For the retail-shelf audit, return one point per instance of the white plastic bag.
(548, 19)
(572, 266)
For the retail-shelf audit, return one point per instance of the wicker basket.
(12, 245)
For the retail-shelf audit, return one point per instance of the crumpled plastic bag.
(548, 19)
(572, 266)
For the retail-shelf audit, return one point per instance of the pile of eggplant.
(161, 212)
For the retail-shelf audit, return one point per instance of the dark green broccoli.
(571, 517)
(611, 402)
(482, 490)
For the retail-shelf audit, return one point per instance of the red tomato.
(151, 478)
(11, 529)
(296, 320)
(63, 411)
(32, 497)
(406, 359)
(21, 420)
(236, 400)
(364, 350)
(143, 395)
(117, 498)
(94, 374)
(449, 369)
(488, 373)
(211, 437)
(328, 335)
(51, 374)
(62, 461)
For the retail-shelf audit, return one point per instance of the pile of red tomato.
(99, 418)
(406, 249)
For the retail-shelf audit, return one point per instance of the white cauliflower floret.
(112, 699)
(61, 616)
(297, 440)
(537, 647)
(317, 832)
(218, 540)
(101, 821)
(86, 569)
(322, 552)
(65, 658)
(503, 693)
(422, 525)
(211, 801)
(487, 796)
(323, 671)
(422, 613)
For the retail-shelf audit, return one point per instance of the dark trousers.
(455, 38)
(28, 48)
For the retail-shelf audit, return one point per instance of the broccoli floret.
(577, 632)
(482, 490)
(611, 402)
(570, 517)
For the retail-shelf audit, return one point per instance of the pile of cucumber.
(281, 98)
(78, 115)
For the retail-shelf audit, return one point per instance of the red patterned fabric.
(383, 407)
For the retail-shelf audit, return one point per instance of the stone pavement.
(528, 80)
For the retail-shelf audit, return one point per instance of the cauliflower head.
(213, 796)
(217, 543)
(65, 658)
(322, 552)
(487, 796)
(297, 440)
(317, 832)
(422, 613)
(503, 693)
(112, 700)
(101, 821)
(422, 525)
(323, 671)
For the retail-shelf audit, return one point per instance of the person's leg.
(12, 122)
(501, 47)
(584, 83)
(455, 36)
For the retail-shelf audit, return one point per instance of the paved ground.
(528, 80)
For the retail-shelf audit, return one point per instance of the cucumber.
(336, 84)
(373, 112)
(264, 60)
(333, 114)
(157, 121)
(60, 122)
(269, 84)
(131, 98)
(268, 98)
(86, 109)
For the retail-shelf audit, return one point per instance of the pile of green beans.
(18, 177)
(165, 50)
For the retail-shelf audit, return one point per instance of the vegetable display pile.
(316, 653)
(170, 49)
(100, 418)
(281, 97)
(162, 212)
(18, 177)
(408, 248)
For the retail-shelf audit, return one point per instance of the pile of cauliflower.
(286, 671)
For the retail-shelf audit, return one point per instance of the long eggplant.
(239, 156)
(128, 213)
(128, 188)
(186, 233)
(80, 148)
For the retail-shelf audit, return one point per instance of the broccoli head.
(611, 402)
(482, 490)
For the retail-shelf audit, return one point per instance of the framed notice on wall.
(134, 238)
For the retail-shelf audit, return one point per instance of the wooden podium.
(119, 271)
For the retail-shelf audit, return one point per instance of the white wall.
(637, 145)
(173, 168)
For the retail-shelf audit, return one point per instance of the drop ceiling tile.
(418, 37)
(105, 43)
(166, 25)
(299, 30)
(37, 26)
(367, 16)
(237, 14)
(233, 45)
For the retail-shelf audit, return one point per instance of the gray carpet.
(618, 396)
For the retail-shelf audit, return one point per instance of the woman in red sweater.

+===+

* **TRY IT**
An exact retyping of every line in the records is needed.

* **YOUR RESPONSE**
For the retail-shelf audit, return one point per instance of the white plastic bag.
(548, 19)
(572, 266)
For the retail-shelf audit, return one point per instance of the wicker basket.
(12, 245)
For the retail-shelf audit, return one point per instance of the crumpled plastic bag.
(548, 19)
(572, 266)
For the retail-shelf audit, return one point per instance of the pile of eggplant.
(161, 212)
For the retail-shelf audit, return one point per instance of the dark green broccoli.
(571, 517)
(611, 402)
(482, 490)
For the retail-shelf audit, return one point per instance of the red tomato.
(151, 478)
(11, 529)
(296, 320)
(63, 411)
(32, 497)
(406, 359)
(21, 420)
(236, 400)
(364, 350)
(143, 395)
(117, 498)
(94, 374)
(449, 369)
(488, 373)
(211, 437)
(328, 335)
(51, 374)
(62, 461)
For the retail-shelf audit, return one point per instance of the pile of red tomato.
(99, 418)
(406, 249)
For the retail-shelf audit, return one point per instance of the white cauliflower floret.
(112, 699)
(61, 616)
(297, 440)
(537, 647)
(317, 832)
(218, 540)
(101, 821)
(86, 569)
(322, 552)
(65, 658)
(503, 693)
(422, 525)
(211, 801)
(487, 796)
(323, 671)
(422, 613)
For the retail-shelf audit, return one point per instance of the dark trousers.
(455, 38)
(28, 48)
For the retail-shelf audit, return one point per instance of the broccoli floret.
(577, 632)
(482, 490)
(611, 402)
(570, 517)
For the retail-shelf audit, return one point per instance of the pile of cucumber.
(281, 98)
(78, 115)
For the retail-shelf audit, return one point per instance of the red patterned fabric.
(383, 407)
For the retail-shelf audit, return one point per instance of the stone pavement.
(528, 80)
For the retail-shelf audit, return one point per instance of the cauliflower head.
(213, 796)
(217, 543)
(65, 658)
(322, 552)
(487, 796)
(297, 440)
(317, 832)
(422, 613)
(503, 693)
(112, 700)
(101, 821)
(422, 525)
(323, 671)
For the retail-shelf audit, return one point per instance of the person's leg.
(12, 122)
(501, 47)
(584, 83)
(455, 36)
For the retail-shelf audit, return one point per instance of the paved ground.
(528, 80)
For the retail-shelf audit, return one point per instance of the cucumber.
(336, 84)
(373, 112)
(264, 60)
(333, 114)
(157, 121)
(60, 122)
(269, 84)
(131, 98)
(268, 98)
(86, 109)
For the retail-shelf audit, return one point per instance of the pile of green beans.
(18, 177)
(165, 50)
For the retail-shelf audit, return one point per instance of the vegetable display pile.
(316, 653)
(170, 49)
(100, 418)
(281, 97)
(162, 212)
(18, 177)
(408, 248)
For the retail-shelf audit, return one point per instance of the pile of cauliflower.
(286, 671)
For the retail-shelf audit, return one point per instance of the long eggplant.
(239, 156)
(128, 213)
(128, 188)
(186, 233)
(80, 148)
For the retail-shelf audit, return one point per instance of the broccoli head.
(611, 402)
(482, 490)
For the retail-shelf audit, return one point per instance of the framed notice on wall.
(134, 238)
For the retail-shelf audit, return one point per instance of the wooden podium.
(119, 271)
For the retail-shelf audit, return one point per instance of the white wall.
(637, 145)
(173, 168)
For the retail-shelf audit, return one point per instance of the drop ceiling tile.
(418, 37)
(105, 43)
(166, 25)
(299, 30)
(37, 26)
(367, 16)
(237, 14)
(233, 45)
For the retail-shelf audit, return one point per instance of the gray carpet.
(618, 396)
For the retail-shelf audit, return one point per instance of the woman in red sweater.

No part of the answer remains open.